● Task goal
Print everything from the beginning of the data down to and including the line containing "x=481 y=172", reproducing each line without any change.

● Dataset rows

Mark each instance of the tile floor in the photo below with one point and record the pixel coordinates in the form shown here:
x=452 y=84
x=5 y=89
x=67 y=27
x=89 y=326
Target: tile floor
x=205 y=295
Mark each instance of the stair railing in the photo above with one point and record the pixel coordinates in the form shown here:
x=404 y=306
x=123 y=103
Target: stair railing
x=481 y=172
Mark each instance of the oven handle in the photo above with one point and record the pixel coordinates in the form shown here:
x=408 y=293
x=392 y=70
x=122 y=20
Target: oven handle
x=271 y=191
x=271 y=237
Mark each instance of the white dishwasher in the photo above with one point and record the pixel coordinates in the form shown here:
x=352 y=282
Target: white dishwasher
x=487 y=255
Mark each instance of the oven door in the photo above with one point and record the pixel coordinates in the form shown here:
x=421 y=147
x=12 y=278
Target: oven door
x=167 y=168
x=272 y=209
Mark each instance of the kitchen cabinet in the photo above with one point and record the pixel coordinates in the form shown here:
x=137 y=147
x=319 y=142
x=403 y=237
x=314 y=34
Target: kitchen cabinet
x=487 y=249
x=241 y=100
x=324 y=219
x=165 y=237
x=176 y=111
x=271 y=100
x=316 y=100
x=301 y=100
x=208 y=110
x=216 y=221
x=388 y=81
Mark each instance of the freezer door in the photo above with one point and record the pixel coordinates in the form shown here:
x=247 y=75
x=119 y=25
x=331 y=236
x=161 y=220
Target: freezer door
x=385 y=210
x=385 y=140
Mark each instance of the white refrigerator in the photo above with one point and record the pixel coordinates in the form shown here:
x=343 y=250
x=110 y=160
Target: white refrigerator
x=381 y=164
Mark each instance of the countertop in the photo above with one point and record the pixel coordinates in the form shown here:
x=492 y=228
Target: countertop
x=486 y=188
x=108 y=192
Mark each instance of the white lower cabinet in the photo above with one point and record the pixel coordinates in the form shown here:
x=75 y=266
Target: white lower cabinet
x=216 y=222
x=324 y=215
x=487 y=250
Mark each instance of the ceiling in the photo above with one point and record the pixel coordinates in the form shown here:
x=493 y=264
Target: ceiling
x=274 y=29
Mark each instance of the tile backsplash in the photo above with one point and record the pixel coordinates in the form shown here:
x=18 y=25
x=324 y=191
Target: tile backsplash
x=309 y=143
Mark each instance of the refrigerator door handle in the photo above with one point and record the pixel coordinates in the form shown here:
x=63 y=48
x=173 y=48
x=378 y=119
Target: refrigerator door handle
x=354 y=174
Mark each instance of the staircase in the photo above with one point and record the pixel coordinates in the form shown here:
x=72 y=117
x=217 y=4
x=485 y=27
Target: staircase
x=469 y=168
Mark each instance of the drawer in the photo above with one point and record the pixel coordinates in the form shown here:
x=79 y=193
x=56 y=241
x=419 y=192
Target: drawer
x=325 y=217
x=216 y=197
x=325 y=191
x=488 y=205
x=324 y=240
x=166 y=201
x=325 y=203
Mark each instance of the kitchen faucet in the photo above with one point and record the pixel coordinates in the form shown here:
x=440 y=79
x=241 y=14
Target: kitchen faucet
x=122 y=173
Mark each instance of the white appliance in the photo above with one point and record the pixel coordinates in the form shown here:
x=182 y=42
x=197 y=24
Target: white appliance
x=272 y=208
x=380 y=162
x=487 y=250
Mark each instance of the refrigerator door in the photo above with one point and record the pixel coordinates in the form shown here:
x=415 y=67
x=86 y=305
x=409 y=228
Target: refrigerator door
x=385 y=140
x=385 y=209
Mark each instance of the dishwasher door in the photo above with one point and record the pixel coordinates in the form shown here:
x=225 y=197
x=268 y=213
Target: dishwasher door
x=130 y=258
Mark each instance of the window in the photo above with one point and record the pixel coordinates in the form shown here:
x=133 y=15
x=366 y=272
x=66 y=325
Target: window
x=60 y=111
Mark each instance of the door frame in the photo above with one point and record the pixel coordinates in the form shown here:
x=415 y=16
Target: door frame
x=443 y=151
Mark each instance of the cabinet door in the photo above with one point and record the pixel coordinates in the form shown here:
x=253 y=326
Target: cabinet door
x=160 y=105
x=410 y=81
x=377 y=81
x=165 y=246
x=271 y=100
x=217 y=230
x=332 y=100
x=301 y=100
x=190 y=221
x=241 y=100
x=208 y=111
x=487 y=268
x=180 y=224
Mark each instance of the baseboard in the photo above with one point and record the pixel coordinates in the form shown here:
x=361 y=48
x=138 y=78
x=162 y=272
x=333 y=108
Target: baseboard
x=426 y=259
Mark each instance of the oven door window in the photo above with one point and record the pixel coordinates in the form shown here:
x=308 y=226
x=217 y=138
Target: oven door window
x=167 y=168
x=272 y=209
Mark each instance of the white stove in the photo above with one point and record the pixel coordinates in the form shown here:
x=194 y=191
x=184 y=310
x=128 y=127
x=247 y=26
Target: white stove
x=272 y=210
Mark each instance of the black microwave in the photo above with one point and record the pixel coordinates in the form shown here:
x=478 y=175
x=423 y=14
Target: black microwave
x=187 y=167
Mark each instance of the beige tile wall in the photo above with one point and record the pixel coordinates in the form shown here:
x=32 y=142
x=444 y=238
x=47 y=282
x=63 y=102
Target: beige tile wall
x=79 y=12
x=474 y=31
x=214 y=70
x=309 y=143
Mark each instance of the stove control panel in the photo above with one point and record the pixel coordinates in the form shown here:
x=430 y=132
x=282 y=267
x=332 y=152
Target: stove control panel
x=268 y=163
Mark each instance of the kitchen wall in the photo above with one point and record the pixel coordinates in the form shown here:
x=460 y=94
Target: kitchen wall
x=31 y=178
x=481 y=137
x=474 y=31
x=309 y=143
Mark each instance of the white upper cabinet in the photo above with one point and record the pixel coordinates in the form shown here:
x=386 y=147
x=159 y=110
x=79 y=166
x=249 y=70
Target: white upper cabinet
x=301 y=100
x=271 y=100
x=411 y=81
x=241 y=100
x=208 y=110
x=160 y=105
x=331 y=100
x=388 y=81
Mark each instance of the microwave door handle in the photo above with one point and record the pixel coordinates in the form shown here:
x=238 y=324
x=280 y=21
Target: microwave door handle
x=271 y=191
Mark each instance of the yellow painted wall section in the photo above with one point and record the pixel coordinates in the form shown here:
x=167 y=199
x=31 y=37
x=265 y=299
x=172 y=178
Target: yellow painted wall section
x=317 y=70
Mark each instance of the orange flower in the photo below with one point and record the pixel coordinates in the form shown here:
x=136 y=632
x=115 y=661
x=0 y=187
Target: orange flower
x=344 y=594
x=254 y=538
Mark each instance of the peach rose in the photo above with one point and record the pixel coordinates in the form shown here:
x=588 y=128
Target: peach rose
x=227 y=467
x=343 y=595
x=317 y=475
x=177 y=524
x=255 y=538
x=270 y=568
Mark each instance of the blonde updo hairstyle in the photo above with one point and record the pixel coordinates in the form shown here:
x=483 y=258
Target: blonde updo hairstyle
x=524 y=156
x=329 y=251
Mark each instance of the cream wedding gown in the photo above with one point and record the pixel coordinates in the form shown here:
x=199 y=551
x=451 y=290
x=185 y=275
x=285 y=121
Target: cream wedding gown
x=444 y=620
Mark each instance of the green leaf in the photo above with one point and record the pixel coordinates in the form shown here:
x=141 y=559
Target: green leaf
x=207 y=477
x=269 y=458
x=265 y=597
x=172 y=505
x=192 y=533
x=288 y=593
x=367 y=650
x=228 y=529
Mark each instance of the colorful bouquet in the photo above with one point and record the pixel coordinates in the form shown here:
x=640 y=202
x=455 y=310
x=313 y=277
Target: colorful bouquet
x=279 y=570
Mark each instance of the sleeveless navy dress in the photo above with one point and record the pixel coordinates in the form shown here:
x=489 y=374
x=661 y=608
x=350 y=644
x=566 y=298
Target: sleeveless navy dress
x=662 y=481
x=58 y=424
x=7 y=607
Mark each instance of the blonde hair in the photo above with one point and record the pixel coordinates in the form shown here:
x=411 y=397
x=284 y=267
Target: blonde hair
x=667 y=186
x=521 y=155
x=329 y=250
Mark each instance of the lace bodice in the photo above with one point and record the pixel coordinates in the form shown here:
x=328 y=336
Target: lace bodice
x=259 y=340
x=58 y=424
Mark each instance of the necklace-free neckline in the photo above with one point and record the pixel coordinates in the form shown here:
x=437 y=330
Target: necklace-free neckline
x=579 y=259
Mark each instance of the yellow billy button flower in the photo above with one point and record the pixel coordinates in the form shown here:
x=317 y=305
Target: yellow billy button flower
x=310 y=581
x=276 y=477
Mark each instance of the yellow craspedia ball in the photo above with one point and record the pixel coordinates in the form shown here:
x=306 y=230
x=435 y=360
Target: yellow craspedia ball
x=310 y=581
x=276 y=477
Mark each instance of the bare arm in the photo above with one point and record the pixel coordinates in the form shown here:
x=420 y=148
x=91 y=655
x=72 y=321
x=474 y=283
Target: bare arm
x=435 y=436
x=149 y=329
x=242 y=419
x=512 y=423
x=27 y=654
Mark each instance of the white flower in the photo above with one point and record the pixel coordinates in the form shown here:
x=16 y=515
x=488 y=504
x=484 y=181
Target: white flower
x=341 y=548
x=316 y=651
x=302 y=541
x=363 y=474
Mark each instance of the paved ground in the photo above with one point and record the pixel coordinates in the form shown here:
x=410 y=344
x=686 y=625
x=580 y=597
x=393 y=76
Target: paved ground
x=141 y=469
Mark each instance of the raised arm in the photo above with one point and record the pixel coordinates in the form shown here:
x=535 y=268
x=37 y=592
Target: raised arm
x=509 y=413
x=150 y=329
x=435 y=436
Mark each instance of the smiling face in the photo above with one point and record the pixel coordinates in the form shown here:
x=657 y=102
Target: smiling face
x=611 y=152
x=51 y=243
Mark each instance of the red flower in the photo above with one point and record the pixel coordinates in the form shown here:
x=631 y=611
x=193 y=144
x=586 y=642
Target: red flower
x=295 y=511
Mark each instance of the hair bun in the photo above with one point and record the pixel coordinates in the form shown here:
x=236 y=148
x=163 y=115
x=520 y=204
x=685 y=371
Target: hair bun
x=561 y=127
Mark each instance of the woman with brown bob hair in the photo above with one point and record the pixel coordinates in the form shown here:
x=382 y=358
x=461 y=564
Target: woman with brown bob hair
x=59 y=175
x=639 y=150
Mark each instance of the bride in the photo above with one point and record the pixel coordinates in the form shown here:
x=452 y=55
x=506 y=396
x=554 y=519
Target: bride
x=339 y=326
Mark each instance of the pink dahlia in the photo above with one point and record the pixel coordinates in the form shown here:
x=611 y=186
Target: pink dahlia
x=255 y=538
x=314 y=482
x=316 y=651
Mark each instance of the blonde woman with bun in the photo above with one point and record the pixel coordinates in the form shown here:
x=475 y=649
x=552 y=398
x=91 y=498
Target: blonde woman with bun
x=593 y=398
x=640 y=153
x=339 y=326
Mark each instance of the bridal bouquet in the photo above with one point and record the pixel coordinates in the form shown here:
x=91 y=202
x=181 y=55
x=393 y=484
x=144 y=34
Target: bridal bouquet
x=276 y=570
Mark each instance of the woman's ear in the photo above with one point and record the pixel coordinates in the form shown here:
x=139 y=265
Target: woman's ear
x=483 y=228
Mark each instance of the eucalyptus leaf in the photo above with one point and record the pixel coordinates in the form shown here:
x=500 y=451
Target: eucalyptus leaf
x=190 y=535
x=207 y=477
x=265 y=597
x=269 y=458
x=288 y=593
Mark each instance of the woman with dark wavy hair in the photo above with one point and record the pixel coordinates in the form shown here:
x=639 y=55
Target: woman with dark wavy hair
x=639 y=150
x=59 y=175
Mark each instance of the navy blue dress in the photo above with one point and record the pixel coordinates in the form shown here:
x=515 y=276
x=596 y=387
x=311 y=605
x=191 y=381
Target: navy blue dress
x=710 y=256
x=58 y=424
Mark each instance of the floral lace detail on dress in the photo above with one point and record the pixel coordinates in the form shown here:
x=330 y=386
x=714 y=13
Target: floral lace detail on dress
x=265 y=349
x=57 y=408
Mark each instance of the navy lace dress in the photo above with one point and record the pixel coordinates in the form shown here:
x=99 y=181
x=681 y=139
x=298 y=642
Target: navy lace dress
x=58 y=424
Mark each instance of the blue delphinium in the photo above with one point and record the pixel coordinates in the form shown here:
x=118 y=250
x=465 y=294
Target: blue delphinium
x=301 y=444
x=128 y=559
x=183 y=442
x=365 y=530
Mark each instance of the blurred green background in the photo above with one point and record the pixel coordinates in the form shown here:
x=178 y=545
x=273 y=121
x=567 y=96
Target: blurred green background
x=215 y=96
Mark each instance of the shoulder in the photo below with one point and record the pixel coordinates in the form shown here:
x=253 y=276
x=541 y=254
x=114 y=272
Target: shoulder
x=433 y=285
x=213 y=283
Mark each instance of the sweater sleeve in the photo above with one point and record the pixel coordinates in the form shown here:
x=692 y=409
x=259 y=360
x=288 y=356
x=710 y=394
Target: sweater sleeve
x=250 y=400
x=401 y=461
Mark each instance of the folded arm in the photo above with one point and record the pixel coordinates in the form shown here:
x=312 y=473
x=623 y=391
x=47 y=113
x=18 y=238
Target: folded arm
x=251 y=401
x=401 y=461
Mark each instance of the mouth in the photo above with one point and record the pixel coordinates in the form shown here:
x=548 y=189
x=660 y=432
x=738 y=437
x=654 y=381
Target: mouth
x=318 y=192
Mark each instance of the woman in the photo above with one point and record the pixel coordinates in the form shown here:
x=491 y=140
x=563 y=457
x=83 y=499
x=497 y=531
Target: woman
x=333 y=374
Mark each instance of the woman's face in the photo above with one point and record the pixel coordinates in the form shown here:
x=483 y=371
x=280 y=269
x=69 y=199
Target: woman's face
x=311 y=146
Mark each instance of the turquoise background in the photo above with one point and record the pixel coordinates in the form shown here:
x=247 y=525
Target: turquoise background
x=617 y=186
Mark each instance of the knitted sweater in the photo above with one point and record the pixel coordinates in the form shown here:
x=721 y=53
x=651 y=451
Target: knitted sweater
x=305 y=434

● Full answer
Mark each instance of the tile floor in the photo below with one point and record the pixel coordinates in the form shown here:
x=452 y=84
x=5 y=89
x=67 y=27
x=89 y=326
Target: tile floor
x=205 y=295
Mark each instance of the stair railing in the photo above with one point and record the pixel coordinates in the form shown here:
x=404 y=306
x=123 y=103
Target: stair railing
x=481 y=172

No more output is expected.